**Problem details:**
Return each line of the records below that contains the word "chain".

Supplied material START

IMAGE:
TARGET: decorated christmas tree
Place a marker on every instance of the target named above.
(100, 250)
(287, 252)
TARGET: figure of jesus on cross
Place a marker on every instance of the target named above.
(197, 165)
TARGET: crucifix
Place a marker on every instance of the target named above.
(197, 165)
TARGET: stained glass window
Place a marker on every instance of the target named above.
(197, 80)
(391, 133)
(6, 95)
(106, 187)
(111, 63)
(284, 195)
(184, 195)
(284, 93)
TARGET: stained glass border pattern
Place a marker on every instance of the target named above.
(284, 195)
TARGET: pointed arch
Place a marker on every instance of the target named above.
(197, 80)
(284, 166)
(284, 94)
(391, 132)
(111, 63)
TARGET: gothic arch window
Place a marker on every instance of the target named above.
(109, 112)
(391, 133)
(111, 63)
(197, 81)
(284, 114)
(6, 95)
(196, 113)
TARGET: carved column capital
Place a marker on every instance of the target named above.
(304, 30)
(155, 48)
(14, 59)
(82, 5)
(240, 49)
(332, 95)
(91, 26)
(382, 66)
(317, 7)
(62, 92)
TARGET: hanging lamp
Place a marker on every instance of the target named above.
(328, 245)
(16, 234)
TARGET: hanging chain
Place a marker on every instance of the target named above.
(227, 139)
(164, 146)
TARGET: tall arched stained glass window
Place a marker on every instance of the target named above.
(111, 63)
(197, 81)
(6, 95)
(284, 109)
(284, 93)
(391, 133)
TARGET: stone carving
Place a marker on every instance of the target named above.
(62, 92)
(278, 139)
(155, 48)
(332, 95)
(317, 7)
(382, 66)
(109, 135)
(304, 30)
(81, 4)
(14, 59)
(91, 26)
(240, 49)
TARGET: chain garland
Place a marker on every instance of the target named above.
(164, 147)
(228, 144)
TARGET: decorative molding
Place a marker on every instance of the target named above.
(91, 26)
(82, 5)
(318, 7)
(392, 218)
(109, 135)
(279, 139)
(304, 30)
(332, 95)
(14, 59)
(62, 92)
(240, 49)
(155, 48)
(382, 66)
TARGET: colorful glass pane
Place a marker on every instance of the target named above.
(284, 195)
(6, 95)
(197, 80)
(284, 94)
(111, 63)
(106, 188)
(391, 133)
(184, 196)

Supplied material END

**Final answer:**
TARGET: hanging chain
TARGET: chain garland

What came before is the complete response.